# Exercise aim:
Transcribe the entries below exactly as they appear.

- - -

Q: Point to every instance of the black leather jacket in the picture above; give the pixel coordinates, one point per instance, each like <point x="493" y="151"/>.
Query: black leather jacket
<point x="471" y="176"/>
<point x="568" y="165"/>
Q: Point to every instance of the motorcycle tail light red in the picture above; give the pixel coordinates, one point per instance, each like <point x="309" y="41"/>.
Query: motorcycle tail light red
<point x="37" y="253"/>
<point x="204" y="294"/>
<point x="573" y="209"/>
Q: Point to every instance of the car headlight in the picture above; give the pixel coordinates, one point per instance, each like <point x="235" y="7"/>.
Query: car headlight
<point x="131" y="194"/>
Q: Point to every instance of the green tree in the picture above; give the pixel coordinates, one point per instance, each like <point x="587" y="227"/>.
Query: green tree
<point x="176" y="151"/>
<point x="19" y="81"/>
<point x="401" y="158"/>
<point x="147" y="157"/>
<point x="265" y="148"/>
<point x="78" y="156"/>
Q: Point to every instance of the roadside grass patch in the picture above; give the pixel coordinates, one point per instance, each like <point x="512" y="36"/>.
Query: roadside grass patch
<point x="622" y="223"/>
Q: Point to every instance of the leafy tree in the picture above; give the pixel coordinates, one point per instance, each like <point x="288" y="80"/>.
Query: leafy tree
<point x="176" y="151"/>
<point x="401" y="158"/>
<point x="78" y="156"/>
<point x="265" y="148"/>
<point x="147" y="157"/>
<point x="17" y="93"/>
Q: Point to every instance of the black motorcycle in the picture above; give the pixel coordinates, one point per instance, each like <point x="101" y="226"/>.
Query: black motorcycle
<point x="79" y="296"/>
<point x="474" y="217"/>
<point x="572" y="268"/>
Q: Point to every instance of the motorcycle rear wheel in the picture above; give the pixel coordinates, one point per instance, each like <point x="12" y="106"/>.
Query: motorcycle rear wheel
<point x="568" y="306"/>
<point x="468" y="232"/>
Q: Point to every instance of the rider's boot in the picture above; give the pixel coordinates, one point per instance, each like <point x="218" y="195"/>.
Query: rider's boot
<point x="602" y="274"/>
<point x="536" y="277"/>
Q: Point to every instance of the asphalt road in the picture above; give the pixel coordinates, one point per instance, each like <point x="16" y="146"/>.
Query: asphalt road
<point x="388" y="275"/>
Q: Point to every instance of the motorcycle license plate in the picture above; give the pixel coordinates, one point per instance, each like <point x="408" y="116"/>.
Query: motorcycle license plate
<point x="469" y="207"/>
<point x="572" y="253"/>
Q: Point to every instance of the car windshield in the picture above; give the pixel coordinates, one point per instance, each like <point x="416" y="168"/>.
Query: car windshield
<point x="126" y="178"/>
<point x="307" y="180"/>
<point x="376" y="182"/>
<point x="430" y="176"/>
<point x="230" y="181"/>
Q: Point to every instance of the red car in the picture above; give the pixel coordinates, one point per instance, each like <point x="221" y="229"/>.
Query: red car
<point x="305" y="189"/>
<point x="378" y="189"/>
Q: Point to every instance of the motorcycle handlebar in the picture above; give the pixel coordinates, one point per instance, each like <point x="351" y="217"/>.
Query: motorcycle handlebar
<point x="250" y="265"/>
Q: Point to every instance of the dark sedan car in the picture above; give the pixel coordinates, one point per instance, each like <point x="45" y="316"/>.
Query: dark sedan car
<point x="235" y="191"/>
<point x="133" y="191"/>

- - -

# Output for this exercise:
Q: Point to every instance of the black leather jacket in the picture above; give the pixel coordinates, one point per instance, each like <point x="493" y="151"/>.
Query: black leather jacket
<point x="471" y="176"/>
<point x="568" y="165"/>
Q: Point to every instance of the motorcycle tail light red in the picture above; give the pixel coordinates, one point per instance, each like <point x="309" y="41"/>.
Query: motorcycle tail light red
<point x="37" y="253"/>
<point x="204" y="294"/>
<point x="573" y="209"/>
Q: Point to every instance of the car headlight in the picture above; give the pixel coordinates, one point per instance, each like <point x="235" y="7"/>.
Query: car headlight
<point x="131" y="194"/>
Q: Point to every instance of the green tree in the picture above; give the pixel coordinates, one point per instance, each like <point x="587" y="227"/>.
Query: green tree
<point x="176" y="151"/>
<point x="19" y="81"/>
<point x="401" y="158"/>
<point x="147" y="157"/>
<point x="265" y="148"/>
<point x="78" y="156"/>
Q: Point to every instance of the roadside grass patch in the picture above; give the pixel coordinates, one point per instance, each like <point x="512" y="36"/>.
Query: roadside grass patch
<point x="622" y="223"/>
Q: Point to every instance of the leafy tree in the picture above; give the pixel coordinates, one point per instance, each like <point x="288" y="80"/>.
Query: leafy tree
<point x="176" y="151"/>
<point x="401" y="158"/>
<point x="78" y="156"/>
<point x="265" y="148"/>
<point x="147" y="157"/>
<point x="17" y="93"/>
Q: Point to every instance of the black motorcycle in the picture above; give the pixel coordinates, one point per instance, each like <point x="101" y="226"/>.
Query: black motorcycle
<point x="79" y="296"/>
<point x="474" y="217"/>
<point x="572" y="268"/>
Q: Point to every instance of the motorcycle rear wheel in the picture above; give the pixel coordinates, one point per instance, each like <point x="12" y="106"/>.
Query: motorcycle rear wheel
<point x="568" y="306"/>
<point x="468" y="232"/>
Q: Point to every instance of the rider's boot in the picture above; give the pixel coordinates, one point per instance, each like <point x="218" y="195"/>.
Query: rider's boot
<point x="602" y="274"/>
<point x="536" y="277"/>
Q: Point to every instance of the asphalt road in the picture above; give the pixel coordinates, one point per instance, each like <point x="16" y="146"/>.
Query: asphalt road
<point x="388" y="275"/>
Q: Point to every instance of the motorcycle license plate in the picture above; give the pixel coordinates, one point per instance, each like <point x="408" y="116"/>.
Query: motorcycle license plate
<point x="469" y="207"/>
<point x="572" y="253"/>
Q: Point to every instance of the car windshield in the picture above; give the pixel coordinates, one point per instance, each like <point x="416" y="168"/>.
Query: car windshield
<point x="126" y="178"/>
<point x="307" y="180"/>
<point x="376" y="182"/>
<point x="430" y="176"/>
<point x="230" y="181"/>
Q: Point to every instance of the red car in the picture above; give the pixel coordinates, one point per instance, each like <point x="221" y="229"/>.
Query: red car
<point x="305" y="189"/>
<point x="378" y="189"/>
Q: Point to every instance of the motorcycle handlebar in the picture above; give the pixel coordinates, one point per instance, each like <point x="351" y="217"/>.
Query: motorcycle handlebar
<point x="250" y="265"/>
Q: Point to every instance of the dark sedan car in the picture above; give the pixel coordinates, one point per instance, each like <point x="45" y="316"/>.
Query: dark sedan car
<point x="235" y="191"/>
<point x="133" y="191"/>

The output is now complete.